- Your instructions -
Put everything in the records below, from the line containing "like point(475, 579)?" down to the line containing "point(444, 253)", into a JSON list of strings. Both of those lines are included, with one string for each line and any blank lines left out.

- Given entries -
━━━━━━━━━━━━━━━━━━━━

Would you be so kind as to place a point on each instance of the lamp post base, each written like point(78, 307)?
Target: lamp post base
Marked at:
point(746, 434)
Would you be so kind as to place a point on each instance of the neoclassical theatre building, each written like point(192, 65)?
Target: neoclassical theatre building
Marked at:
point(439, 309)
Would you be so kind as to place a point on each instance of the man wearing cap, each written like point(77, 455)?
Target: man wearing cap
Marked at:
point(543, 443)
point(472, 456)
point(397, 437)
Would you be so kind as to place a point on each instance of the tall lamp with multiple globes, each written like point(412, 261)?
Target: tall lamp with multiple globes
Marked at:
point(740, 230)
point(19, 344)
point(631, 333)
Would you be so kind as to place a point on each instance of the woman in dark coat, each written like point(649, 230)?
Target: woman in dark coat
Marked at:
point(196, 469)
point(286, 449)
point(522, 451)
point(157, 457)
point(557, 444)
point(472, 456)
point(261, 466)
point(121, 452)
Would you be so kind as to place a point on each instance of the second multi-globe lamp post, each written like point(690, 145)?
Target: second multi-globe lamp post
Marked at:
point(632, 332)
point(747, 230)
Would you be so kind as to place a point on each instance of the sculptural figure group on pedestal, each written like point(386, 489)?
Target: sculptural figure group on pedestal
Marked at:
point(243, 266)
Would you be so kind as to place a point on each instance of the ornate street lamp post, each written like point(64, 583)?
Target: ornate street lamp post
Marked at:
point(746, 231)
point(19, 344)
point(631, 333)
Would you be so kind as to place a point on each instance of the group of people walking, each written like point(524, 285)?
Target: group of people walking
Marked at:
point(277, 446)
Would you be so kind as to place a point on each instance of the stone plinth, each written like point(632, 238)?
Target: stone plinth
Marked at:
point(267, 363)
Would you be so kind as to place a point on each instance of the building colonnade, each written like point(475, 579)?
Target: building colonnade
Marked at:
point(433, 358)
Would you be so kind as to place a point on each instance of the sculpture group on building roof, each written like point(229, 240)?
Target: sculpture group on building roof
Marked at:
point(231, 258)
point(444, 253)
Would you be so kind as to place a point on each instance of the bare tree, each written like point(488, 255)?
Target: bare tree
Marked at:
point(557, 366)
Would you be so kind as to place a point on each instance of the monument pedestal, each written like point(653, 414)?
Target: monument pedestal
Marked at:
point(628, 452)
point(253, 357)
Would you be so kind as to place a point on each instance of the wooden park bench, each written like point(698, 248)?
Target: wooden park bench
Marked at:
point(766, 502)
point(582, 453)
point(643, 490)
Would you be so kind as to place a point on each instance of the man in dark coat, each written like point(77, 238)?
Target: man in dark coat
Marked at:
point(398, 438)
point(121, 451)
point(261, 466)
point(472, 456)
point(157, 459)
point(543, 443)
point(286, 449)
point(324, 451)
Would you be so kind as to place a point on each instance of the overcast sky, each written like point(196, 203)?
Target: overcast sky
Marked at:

━━━━━━━━━━━━━━━━━━━━

- Correct response -
[
  "Would you be so kind as to place a point on each instance of the building colonnade, each written like point(475, 579)?",
  "Target: building colonnade",
  "Marked at:",
  "point(433, 358)",
  "Would you be so kind as to place a point on each instance of the sculpture group on building roof, each written like point(229, 240)?",
  "Target: sculpture group on building roof",
  "Marked at:",
  "point(231, 258)",
  "point(444, 253)"
]